--- start of Records for the task ---
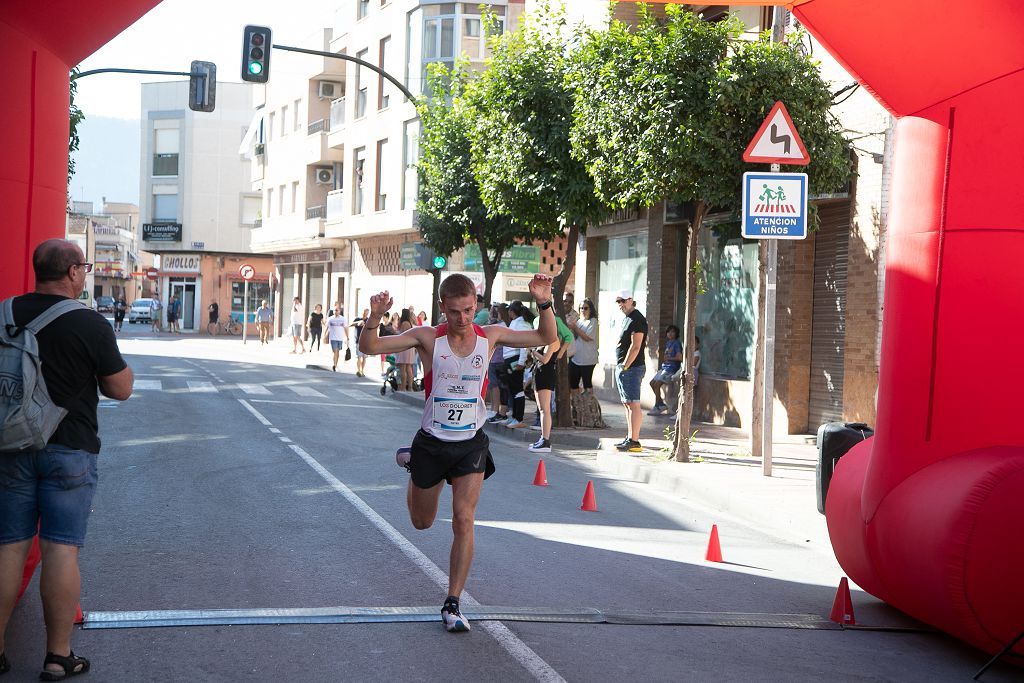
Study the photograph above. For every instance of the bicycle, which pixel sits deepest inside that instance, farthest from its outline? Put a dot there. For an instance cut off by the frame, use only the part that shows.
(230, 327)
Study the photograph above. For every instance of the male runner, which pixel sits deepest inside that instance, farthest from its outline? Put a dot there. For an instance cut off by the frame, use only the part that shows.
(451, 444)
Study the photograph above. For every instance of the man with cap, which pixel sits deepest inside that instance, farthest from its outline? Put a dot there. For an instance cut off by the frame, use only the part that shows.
(630, 368)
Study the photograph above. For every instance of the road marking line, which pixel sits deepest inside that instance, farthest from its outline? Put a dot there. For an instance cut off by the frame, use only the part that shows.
(303, 390)
(202, 387)
(255, 389)
(519, 650)
(318, 402)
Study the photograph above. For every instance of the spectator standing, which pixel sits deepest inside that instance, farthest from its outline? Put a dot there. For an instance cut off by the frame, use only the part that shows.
(360, 357)
(337, 331)
(297, 322)
(315, 326)
(515, 365)
(156, 312)
(630, 368)
(120, 308)
(264, 319)
(50, 491)
(583, 361)
(669, 372)
(173, 311)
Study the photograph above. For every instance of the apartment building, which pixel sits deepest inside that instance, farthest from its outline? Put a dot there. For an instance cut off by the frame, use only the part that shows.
(197, 204)
(826, 349)
(336, 157)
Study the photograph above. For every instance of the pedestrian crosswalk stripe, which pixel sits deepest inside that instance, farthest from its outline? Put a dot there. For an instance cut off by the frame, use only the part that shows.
(303, 390)
(255, 389)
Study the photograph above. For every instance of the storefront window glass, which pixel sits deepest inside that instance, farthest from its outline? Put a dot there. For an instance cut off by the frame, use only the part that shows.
(727, 310)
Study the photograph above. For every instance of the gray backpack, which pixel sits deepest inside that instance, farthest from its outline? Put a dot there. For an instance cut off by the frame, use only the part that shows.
(28, 416)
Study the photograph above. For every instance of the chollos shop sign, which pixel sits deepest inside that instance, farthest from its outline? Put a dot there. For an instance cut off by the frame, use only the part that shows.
(179, 263)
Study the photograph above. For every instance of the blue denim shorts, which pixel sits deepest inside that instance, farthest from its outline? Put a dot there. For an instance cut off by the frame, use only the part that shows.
(50, 489)
(628, 382)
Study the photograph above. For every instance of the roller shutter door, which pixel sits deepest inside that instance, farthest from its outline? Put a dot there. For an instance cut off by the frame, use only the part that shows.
(828, 314)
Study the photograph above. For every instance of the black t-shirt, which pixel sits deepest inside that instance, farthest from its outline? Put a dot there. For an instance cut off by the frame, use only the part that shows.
(635, 322)
(74, 349)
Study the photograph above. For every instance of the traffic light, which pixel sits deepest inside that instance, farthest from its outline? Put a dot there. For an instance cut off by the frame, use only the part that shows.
(203, 86)
(426, 259)
(256, 54)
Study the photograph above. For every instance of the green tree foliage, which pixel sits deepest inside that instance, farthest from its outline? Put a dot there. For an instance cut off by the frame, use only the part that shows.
(665, 111)
(76, 117)
(522, 157)
(451, 211)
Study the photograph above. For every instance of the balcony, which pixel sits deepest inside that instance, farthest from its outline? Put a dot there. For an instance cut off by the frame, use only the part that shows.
(335, 207)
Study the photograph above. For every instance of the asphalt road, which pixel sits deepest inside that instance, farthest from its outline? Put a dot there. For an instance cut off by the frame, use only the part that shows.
(233, 483)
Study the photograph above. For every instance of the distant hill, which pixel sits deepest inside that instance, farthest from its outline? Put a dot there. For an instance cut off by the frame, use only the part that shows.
(107, 163)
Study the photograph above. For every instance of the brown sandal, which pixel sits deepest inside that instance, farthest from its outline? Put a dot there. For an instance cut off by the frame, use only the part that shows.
(72, 666)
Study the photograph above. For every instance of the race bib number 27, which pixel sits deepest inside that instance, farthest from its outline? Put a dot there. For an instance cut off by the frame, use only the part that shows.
(455, 414)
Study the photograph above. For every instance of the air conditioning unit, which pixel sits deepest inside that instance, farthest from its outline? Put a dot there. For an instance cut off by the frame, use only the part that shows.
(328, 90)
(325, 175)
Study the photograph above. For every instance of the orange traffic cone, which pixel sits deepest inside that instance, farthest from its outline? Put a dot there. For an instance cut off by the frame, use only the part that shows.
(541, 478)
(589, 499)
(843, 605)
(714, 553)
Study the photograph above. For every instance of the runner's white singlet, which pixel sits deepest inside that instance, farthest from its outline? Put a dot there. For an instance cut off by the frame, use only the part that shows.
(455, 409)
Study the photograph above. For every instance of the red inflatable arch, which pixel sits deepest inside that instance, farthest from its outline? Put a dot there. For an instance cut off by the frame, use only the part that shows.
(929, 514)
(42, 42)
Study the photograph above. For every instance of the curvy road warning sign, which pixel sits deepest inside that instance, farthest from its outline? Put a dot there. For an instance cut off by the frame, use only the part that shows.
(776, 141)
(774, 206)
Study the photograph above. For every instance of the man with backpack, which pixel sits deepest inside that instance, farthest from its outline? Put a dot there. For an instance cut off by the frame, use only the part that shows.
(47, 478)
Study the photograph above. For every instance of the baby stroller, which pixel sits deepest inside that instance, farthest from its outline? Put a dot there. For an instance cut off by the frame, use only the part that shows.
(392, 376)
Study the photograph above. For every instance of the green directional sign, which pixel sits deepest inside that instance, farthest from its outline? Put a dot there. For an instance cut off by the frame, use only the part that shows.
(520, 258)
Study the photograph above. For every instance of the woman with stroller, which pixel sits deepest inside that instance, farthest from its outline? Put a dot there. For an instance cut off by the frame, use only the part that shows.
(407, 358)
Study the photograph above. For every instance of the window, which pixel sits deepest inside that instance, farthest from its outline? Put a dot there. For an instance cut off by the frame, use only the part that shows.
(359, 162)
(360, 87)
(380, 203)
(383, 87)
(165, 152)
(165, 208)
(410, 156)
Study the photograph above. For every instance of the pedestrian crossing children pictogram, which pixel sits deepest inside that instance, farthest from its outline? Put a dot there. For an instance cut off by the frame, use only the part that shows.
(775, 206)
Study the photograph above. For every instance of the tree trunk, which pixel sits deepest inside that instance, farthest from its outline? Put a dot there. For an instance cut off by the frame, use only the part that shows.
(563, 401)
(685, 411)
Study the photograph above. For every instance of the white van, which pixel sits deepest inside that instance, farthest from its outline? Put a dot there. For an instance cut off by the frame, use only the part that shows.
(139, 311)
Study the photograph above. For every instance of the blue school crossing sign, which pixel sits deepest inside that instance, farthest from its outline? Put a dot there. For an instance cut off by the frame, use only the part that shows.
(774, 206)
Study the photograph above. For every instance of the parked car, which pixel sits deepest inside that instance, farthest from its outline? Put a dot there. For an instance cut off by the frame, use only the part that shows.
(139, 311)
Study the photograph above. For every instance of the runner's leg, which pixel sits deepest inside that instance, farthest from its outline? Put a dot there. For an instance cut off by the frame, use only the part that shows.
(423, 504)
(465, 496)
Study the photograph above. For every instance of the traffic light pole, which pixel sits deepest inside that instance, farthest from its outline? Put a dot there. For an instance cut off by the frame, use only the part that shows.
(334, 55)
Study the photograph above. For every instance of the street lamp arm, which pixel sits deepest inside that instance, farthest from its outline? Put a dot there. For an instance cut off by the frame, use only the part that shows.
(361, 62)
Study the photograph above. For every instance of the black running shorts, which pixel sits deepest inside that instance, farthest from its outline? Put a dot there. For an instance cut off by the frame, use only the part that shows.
(434, 460)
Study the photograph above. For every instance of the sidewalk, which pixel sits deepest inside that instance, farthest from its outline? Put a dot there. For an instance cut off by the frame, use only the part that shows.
(722, 475)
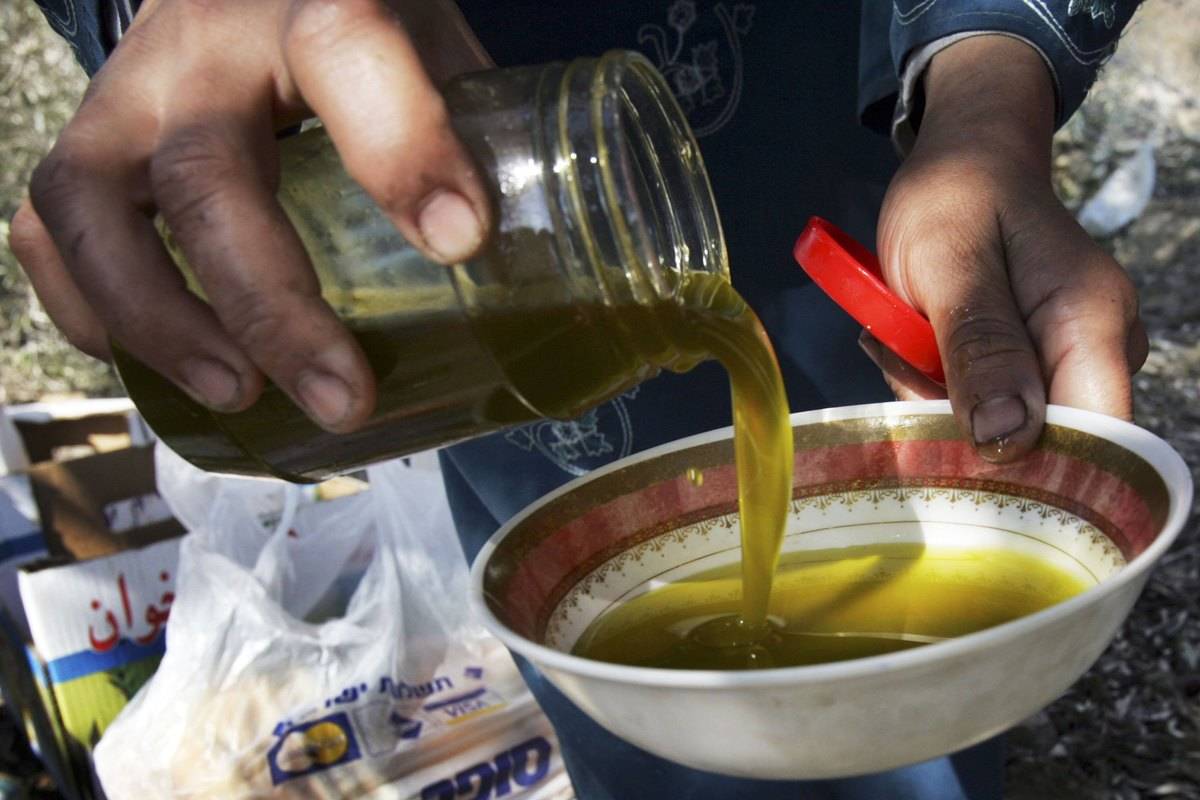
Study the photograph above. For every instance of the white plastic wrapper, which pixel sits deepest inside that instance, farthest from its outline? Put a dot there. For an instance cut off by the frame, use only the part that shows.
(400, 695)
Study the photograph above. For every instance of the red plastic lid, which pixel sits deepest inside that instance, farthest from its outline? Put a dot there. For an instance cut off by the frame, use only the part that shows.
(850, 275)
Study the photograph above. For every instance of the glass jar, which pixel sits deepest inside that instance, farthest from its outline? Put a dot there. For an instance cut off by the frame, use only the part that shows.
(603, 206)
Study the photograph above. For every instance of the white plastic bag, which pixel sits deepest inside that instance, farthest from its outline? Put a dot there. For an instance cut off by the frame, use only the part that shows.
(403, 696)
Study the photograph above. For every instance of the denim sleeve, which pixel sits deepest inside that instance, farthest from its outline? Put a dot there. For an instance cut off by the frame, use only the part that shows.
(91, 26)
(1074, 36)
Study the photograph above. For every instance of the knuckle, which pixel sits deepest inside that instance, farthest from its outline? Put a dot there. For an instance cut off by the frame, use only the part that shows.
(25, 233)
(319, 23)
(399, 175)
(257, 324)
(187, 173)
(984, 343)
(57, 179)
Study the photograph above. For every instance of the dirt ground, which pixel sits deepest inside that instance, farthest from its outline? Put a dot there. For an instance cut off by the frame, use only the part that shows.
(1131, 727)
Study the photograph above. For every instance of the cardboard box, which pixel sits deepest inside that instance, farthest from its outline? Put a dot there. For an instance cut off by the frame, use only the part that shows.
(85, 512)
(99, 631)
(101, 505)
(63, 429)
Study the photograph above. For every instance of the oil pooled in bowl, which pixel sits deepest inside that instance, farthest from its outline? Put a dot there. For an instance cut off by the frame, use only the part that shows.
(827, 606)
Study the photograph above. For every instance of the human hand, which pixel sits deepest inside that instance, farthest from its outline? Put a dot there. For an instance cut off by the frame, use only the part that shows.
(1026, 307)
(181, 121)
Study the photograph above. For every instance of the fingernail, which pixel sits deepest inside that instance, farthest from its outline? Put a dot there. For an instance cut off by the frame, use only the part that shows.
(325, 397)
(450, 227)
(997, 417)
(211, 383)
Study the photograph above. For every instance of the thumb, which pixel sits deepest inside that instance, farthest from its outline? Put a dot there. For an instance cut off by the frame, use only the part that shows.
(993, 373)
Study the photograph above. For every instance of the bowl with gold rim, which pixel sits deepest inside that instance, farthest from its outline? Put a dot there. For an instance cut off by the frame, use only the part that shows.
(928, 599)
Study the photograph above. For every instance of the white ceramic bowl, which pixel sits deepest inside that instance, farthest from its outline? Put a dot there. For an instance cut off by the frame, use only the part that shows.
(1098, 494)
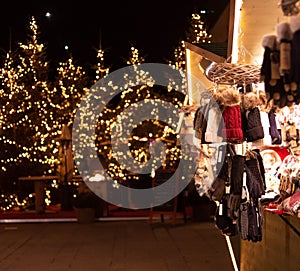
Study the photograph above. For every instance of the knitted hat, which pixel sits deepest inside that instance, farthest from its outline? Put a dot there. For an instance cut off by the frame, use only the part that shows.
(255, 129)
(232, 119)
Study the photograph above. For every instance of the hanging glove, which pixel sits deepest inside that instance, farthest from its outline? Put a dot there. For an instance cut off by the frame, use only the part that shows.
(237, 171)
(233, 206)
(217, 189)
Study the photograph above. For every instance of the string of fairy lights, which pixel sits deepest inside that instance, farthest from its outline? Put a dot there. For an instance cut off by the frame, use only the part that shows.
(33, 110)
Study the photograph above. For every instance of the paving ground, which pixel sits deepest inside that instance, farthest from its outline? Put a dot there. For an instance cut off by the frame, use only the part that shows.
(113, 246)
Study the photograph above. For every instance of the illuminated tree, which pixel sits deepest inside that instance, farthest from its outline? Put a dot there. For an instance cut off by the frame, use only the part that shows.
(134, 57)
(101, 70)
(35, 128)
(70, 86)
(178, 61)
(10, 105)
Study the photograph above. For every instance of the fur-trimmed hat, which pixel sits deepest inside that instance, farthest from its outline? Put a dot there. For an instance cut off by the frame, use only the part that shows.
(250, 100)
(295, 23)
(229, 97)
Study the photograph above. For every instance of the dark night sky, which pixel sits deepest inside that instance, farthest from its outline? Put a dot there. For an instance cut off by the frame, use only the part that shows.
(153, 26)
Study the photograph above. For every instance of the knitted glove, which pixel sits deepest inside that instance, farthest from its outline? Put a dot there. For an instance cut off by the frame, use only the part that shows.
(217, 189)
(274, 132)
(233, 206)
(254, 130)
(237, 171)
(243, 220)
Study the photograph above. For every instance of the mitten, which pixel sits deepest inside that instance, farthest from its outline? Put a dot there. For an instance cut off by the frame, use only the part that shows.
(237, 171)
(243, 220)
(274, 131)
(217, 189)
(233, 205)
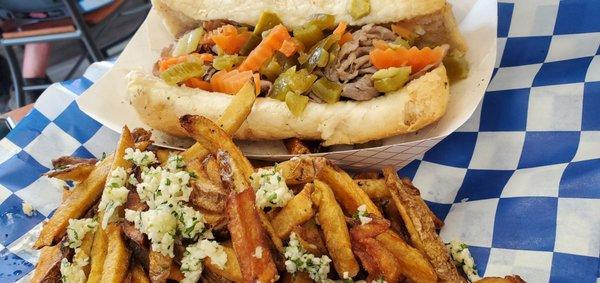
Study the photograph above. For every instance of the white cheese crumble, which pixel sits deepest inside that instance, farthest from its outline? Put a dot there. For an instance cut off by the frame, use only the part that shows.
(73, 272)
(139, 158)
(270, 187)
(258, 252)
(297, 259)
(159, 224)
(114, 194)
(191, 263)
(463, 259)
(161, 187)
(27, 208)
(361, 215)
(77, 229)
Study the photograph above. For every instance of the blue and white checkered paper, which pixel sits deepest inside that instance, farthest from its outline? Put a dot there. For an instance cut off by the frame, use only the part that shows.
(519, 182)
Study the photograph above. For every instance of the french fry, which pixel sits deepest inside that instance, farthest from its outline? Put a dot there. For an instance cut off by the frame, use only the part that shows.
(375, 188)
(301, 170)
(333, 223)
(295, 146)
(213, 138)
(116, 262)
(231, 271)
(138, 275)
(411, 262)
(234, 115)
(77, 172)
(297, 211)
(159, 267)
(247, 235)
(346, 190)
(81, 198)
(420, 227)
(47, 268)
(97, 255)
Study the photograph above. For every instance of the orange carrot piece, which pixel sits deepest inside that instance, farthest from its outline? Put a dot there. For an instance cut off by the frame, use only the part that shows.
(345, 38)
(414, 57)
(197, 83)
(340, 29)
(265, 49)
(256, 77)
(229, 39)
(288, 48)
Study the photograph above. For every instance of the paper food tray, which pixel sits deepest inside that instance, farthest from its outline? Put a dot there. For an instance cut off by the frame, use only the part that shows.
(108, 103)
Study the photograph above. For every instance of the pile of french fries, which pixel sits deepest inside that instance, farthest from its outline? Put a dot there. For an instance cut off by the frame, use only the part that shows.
(372, 227)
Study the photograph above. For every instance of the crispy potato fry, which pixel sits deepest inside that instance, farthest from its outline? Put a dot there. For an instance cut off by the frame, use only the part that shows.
(366, 175)
(116, 262)
(506, 279)
(310, 238)
(215, 139)
(247, 234)
(83, 196)
(375, 188)
(234, 115)
(411, 262)
(295, 146)
(301, 170)
(298, 277)
(76, 172)
(159, 267)
(138, 275)
(231, 271)
(47, 268)
(346, 190)
(420, 227)
(297, 211)
(333, 223)
(97, 255)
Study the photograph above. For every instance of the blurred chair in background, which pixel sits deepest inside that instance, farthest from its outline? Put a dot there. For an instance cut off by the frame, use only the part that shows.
(36, 23)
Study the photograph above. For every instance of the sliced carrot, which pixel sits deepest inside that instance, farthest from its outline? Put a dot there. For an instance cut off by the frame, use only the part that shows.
(265, 49)
(229, 82)
(345, 38)
(256, 77)
(198, 83)
(165, 63)
(403, 32)
(340, 29)
(229, 39)
(288, 48)
(398, 57)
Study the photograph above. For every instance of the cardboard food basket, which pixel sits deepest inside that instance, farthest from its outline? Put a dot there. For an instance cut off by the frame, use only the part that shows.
(107, 100)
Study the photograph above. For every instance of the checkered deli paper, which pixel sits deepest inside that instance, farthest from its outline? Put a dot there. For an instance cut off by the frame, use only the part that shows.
(519, 182)
(108, 101)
--- end of Records for the task ---
> _Set exercise_
Nothing but the lines from the one with "Study the photograph above. For every instance of the pile" through the end of the data above should be repeated, each exactly as it stands.

> _Output of the task_
Study the photograph above. For every instance of the pile of french fries, which pixel sits deepest inside that instance, farthest from its outline? Put a dot there. For an instance cut off by the frame, use only the part that shows.
(372, 227)
Study the photograph above. For every instance of the crispy potato fry, which pixel sits deepest inside that instance, farthest from its outline? Put a dot there. For an instance cut off by the frame, use only the part that shows.
(366, 175)
(116, 262)
(506, 279)
(310, 238)
(215, 139)
(247, 234)
(83, 196)
(375, 188)
(234, 115)
(411, 262)
(295, 146)
(301, 170)
(298, 277)
(76, 172)
(159, 267)
(138, 275)
(231, 271)
(47, 268)
(346, 190)
(420, 227)
(297, 211)
(333, 223)
(97, 255)
Study the photograph above. For every instance of the blurred chair in background, which pixel sits deepest inside that instance, farthest from its outline? Put a dot there. For an instance cut off by the frame, use only the part that shows.
(36, 23)
Study the photograph above. For every instance of the sliced carrot, which pixel sits deepest inside that instance, farthest from its outline? Put a dot there. For an instance cut off by the frame, use only the part that shows.
(265, 49)
(229, 82)
(345, 38)
(256, 77)
(198, 83)
(165, 63)
(403, 32)
(340, 29)
(229, 39)
(288, 48)
(398, 57)
Study the photograph above. For every instance of the cardboard food basket, which pixel sits deepest inside that instance, farthest from its outline? Put a dot there. For an instance cut off by the frame, use only the part that shows.
(107, 100)
Study the photograph above. For every instance of the checkered deli paper, which pixel sits deepest inside that instance, farthest from its outline? Put a dot there. For an instance cut off by the frame, use only the part that shows.
(519, 182)
(108, 101)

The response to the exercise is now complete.